I addressed that with a "but it's not really the same", but I didn't feel very convincing


I also think clojure has a fun argument on there, but I'm not sure how to prove it in speech


I suspect the argument should be that with Clojure you tend to write less code... and that results in fewer defects. which can only be good thing.


(and also note that Clojure is not just a write-only language, you can read it as well, otherwise we would be all doing APL)


and there are good reasons we aren't IMHO


The big difference is JShell is bolt on not built in. Clojure’s REPL has exactly the same semantics as the core language, because it is the core language. Consequently clojure starts from a point of building programs as a dialog with the computer. Still I agree with your point that there’s no real objective difference. I mean programming on punch cards still has a feedback loop right? And it is a little unsatisfying to concede that it’s really the same — just errr better. Hence I think arguments for clojure don’t really come from any one killer feature, they come from the unique combination of properties it has; all of which support each other.


> Hence I think arguments for clojure don’t really come from any one killer feature, they come from the unique combination of properties it has; all of which support each other. That's a pretty good way to characterize my sensation of "flapping".


I feel like I'm listing 20 things and they don't really have any weight.

Your task: Say whether each statement agrees with the Clojure discussion, answering yes or no and quoting the words from the discussion that decide it: (a) Clojure's REPL has the same semantics as the core language; (b) JShell is built in rather than bolted on; (c) the case for Clojure rests on one killer feature. The data has nothing to do with the Clojure discussion above.

Stored data:
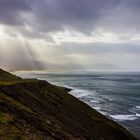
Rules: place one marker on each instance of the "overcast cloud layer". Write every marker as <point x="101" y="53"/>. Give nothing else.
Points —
<point x="60" y="34"/>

Result of the task:
(a) Yes: "Clojure’s REPL has exactly the same semantics as the core language, because it is the core language."
(b) No: "The big difference is JShell is bolt on not built in."
(c) No: "arguments for clojure don’t really come from any one killer feature, they come from the unique combination of properties it has"